→ **What the task asks**
Set down exactly the lines running from the line with "Could you please spot the building" to the end of the listing below, both ends included.

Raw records
------------------------------------------------------------
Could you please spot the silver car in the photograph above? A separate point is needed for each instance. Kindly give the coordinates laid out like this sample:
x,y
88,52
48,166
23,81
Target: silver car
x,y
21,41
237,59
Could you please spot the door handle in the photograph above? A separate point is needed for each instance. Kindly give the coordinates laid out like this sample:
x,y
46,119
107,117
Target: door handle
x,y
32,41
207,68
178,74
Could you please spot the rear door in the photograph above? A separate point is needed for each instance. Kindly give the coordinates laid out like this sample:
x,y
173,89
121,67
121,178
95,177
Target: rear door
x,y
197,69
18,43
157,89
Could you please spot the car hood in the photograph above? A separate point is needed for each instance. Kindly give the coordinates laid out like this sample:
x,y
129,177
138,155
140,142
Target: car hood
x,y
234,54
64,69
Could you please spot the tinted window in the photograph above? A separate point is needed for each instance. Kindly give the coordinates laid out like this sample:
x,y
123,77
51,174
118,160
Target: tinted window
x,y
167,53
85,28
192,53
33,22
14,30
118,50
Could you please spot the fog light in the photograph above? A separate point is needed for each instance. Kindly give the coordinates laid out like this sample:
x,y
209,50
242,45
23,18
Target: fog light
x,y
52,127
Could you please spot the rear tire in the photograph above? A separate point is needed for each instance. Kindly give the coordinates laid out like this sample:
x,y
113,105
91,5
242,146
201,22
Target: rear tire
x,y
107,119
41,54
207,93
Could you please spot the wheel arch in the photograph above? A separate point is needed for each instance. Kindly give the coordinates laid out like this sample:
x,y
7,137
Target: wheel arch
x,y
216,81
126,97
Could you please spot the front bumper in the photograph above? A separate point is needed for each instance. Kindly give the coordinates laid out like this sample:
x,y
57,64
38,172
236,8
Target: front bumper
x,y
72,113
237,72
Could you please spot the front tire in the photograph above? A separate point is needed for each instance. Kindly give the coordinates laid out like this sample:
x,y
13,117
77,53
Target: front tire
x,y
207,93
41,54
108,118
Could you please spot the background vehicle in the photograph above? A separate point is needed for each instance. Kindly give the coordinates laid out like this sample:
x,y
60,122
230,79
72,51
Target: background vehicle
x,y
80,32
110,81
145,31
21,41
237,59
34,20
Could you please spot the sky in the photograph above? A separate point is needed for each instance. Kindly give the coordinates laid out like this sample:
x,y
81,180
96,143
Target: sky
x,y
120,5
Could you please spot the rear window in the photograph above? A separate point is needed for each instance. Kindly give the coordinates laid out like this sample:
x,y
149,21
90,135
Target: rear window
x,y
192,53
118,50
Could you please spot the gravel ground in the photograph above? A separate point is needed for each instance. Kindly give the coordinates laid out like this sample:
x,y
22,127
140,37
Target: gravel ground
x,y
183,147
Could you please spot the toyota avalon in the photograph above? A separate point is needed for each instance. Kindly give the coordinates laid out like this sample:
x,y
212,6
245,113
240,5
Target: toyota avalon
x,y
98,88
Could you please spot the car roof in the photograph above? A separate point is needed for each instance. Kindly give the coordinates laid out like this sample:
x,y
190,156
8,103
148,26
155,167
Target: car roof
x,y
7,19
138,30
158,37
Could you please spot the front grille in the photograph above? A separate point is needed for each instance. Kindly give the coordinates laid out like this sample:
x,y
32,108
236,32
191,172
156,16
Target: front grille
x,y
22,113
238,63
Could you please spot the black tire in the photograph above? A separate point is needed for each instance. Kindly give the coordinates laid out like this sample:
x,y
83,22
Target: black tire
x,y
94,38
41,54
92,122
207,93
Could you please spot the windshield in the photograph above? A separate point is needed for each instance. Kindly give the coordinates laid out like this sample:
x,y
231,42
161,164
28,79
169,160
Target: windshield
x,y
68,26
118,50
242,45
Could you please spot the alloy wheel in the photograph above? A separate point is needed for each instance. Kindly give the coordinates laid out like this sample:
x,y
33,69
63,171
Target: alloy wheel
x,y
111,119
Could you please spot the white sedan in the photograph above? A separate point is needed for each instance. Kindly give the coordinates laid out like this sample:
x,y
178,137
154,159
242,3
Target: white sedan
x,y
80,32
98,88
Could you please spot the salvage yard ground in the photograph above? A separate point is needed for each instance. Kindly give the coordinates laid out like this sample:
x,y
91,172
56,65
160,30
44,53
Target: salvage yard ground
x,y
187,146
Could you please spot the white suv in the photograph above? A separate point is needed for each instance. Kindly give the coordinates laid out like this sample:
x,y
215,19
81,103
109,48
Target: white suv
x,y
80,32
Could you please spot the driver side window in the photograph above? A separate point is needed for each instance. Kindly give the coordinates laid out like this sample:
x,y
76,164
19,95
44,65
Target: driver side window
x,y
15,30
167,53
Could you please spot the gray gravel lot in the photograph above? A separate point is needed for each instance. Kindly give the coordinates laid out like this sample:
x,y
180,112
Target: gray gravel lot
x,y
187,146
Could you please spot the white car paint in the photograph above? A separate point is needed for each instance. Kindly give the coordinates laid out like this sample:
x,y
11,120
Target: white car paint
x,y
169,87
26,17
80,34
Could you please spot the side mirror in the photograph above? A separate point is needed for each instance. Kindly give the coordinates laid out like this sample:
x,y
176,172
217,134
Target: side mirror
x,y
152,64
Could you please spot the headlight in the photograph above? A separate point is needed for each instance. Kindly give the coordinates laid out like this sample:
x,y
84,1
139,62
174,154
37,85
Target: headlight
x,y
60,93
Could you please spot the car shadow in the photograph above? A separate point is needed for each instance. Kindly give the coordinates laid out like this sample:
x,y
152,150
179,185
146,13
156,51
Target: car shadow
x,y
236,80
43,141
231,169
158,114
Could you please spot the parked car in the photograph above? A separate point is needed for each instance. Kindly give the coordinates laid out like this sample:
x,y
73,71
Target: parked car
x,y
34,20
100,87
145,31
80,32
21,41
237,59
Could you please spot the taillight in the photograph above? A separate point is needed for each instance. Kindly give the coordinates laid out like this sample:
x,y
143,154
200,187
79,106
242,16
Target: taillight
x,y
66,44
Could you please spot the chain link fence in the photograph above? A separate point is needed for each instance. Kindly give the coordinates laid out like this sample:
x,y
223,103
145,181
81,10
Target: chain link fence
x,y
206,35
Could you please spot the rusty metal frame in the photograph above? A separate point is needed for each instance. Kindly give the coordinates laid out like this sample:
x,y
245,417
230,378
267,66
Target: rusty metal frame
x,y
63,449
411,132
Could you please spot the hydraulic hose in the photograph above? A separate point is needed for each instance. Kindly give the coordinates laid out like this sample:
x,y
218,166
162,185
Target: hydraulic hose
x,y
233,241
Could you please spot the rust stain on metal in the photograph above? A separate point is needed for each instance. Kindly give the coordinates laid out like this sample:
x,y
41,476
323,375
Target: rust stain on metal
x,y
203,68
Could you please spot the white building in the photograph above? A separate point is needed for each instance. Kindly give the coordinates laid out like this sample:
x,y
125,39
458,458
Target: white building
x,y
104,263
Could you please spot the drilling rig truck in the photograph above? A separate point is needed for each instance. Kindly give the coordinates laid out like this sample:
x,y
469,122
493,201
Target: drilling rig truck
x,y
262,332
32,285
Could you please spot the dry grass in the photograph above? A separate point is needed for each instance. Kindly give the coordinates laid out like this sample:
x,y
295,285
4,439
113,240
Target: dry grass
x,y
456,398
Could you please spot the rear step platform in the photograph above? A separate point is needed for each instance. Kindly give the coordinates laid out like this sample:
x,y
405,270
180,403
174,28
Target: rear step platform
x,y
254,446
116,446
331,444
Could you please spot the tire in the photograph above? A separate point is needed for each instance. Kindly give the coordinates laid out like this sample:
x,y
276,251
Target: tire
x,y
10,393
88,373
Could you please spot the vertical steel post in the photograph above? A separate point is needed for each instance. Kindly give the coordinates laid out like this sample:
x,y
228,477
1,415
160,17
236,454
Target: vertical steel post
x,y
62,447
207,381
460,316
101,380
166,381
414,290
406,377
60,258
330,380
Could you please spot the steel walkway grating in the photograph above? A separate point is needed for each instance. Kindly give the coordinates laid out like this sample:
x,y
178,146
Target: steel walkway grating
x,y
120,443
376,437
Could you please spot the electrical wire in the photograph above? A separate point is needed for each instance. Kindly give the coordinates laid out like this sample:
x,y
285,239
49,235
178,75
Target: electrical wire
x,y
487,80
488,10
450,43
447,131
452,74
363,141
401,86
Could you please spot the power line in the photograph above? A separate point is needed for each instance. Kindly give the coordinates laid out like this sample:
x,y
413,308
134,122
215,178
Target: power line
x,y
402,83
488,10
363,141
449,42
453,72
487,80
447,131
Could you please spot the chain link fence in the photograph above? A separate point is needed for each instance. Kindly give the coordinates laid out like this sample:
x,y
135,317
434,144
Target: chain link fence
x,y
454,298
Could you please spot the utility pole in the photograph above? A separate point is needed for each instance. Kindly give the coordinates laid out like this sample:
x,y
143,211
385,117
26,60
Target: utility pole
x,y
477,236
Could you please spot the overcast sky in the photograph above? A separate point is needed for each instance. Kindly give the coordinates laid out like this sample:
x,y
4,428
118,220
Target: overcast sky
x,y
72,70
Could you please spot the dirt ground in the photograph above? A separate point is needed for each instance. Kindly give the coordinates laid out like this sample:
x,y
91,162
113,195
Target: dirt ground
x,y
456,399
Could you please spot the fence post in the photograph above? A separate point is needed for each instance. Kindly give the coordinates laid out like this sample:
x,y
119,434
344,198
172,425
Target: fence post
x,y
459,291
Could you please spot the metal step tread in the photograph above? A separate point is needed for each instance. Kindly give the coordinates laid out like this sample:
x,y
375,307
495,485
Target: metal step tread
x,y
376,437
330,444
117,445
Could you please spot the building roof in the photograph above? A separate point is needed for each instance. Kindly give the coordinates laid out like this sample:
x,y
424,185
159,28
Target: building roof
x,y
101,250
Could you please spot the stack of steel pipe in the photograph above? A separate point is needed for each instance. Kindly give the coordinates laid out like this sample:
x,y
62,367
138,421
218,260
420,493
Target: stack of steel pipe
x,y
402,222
------------------------------------------------------------
→ **Expected answer**
Could you please spot the building roof in the photograph above? A separate point is needed for each instance. Kindly give the coordinates laid out like this sample:
x,y
424,185
159,28
Target: building roof
x,y
101,250
Could you please spot the stack of steel pipe in the photograph above? A separate point is needed for each instance. Kindly give the coordinates laid out like this sample:
x,y
62,367
138,421
218,260
420,493
Target: stack of steel pipe
x,y
402,222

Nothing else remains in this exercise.